• **Stated goal**:
Reproduce, without alteration, the stretch of the records below from the line containing "Where can you see the yellow flower" through the end of the records.

+++ Entries +++

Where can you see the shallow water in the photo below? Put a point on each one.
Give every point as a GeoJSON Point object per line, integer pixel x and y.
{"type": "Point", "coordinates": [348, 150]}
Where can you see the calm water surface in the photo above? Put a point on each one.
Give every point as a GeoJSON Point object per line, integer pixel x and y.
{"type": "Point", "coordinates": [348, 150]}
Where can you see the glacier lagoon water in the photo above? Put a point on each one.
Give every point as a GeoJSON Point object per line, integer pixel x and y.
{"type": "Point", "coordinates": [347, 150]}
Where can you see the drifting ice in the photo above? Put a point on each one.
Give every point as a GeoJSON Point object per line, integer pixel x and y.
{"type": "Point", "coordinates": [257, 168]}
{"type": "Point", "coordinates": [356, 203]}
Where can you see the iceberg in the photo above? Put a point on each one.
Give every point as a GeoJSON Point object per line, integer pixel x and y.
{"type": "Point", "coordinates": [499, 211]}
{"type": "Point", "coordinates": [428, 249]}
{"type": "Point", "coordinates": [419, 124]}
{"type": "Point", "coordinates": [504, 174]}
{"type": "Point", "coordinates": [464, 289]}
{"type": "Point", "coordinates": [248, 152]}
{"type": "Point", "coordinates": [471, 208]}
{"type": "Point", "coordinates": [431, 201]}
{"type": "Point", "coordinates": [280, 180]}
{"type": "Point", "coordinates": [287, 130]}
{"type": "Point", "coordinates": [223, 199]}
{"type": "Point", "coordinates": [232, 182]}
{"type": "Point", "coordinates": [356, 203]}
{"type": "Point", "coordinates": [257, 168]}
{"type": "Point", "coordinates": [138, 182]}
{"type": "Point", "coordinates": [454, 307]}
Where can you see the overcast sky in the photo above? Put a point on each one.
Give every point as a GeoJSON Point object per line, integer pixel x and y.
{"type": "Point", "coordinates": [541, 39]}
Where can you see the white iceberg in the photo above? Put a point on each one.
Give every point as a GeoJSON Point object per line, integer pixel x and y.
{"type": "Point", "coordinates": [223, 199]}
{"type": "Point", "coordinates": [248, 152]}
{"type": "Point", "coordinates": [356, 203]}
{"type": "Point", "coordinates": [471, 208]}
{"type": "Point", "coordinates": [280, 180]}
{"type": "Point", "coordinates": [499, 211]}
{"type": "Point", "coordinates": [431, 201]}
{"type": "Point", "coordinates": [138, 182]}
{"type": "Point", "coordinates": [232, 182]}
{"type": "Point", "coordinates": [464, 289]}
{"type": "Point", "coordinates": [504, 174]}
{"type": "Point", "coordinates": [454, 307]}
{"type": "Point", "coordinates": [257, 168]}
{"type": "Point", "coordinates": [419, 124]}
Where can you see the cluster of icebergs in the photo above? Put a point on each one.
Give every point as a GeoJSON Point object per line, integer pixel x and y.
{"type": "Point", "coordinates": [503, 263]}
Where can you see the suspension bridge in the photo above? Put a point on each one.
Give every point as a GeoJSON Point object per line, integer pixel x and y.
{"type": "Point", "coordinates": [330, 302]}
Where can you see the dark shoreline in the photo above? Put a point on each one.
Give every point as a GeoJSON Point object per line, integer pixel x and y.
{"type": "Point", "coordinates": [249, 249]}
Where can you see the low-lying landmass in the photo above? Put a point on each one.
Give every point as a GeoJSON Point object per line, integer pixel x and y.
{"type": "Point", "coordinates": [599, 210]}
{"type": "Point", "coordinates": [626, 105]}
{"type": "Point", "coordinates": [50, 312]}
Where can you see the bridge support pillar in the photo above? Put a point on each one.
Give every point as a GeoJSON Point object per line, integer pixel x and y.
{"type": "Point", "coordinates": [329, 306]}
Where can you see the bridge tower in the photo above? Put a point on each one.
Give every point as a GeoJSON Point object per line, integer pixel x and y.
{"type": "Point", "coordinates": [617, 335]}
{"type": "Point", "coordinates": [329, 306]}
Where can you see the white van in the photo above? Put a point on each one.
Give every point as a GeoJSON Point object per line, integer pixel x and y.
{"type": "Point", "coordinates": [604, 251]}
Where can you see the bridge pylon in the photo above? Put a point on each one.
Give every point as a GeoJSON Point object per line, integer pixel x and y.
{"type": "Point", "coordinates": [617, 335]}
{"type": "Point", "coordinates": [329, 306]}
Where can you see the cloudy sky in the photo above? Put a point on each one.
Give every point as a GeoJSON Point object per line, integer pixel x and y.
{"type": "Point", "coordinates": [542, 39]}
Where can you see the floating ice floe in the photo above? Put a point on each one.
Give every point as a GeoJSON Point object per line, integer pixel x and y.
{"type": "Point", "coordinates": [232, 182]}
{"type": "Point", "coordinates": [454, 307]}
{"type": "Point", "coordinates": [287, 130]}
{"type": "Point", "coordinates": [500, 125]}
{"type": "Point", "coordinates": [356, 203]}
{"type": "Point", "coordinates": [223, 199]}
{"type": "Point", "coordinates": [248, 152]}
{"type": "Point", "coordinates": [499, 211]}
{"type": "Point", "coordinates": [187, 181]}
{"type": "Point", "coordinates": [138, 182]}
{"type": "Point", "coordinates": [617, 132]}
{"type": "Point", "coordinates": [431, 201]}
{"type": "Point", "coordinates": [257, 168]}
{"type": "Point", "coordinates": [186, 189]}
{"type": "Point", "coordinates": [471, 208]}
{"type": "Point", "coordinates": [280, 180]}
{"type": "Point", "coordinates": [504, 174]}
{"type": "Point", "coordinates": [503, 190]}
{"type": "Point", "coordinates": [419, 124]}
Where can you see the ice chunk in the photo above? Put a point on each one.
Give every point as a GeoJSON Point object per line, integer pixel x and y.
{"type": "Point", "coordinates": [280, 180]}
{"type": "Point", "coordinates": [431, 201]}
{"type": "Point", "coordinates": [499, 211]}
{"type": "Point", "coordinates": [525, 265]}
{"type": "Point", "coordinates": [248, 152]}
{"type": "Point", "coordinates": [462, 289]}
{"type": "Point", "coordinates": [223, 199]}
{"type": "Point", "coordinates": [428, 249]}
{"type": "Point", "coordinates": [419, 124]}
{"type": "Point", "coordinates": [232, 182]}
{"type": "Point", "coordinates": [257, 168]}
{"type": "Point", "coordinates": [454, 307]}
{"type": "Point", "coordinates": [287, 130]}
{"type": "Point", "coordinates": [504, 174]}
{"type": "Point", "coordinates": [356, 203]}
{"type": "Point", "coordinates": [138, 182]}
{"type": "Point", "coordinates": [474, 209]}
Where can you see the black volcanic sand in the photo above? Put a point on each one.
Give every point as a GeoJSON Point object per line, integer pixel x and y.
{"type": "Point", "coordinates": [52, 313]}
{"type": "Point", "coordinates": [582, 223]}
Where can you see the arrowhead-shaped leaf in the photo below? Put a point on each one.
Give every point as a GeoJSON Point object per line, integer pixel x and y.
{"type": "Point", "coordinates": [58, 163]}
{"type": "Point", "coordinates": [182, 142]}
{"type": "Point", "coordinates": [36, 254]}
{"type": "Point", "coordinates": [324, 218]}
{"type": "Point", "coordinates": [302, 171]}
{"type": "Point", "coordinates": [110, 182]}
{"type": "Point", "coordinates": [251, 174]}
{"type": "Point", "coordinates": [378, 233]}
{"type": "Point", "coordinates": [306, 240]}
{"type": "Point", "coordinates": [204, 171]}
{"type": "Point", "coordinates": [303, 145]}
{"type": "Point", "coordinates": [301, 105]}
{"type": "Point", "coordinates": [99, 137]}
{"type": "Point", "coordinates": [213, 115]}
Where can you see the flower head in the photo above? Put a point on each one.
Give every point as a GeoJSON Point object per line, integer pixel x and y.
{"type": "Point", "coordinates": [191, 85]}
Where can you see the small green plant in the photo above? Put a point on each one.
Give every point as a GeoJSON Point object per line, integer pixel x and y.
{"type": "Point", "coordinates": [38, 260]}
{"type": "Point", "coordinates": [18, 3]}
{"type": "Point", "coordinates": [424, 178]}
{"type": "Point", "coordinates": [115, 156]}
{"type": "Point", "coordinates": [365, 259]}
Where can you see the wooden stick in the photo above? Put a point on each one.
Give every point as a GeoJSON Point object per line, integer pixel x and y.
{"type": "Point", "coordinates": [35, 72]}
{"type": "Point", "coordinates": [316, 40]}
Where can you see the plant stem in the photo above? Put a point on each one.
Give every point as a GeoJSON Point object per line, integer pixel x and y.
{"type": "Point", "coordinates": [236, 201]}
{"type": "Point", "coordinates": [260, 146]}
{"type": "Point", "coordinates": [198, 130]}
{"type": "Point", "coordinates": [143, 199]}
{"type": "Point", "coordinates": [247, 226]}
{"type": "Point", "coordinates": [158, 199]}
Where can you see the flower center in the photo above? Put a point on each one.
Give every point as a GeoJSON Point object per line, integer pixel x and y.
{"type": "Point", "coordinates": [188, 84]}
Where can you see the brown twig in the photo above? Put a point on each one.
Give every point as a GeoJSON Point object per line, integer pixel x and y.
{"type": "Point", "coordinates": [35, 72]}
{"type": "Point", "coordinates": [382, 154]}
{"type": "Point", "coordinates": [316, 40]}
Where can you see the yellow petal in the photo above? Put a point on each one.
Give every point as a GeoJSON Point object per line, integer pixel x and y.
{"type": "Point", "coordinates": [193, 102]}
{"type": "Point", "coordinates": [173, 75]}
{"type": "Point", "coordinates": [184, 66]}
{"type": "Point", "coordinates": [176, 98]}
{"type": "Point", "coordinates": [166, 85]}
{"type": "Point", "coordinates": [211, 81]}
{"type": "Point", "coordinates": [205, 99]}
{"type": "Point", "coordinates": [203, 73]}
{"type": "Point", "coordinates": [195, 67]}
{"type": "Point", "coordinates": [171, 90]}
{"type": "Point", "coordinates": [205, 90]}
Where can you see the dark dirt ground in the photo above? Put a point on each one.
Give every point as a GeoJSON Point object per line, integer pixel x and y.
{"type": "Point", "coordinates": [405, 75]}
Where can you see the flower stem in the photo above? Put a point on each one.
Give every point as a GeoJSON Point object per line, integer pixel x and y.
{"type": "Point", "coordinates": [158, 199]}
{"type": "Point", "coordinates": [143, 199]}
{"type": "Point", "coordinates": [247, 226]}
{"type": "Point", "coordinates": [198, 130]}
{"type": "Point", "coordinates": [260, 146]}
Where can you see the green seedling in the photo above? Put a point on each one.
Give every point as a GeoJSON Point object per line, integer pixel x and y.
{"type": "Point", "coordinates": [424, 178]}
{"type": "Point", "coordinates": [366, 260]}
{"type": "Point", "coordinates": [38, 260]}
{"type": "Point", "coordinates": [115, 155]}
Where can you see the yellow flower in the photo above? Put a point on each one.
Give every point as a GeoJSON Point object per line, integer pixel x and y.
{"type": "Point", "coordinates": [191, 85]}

+++

• **Written response**:
Where can you see the yellow flower in the photo above? Put a point on each one.
Give every point as a GeoJSON Point object per line, integer pixel x and y.
{"type": "Point", "coordinates": [191, 85]}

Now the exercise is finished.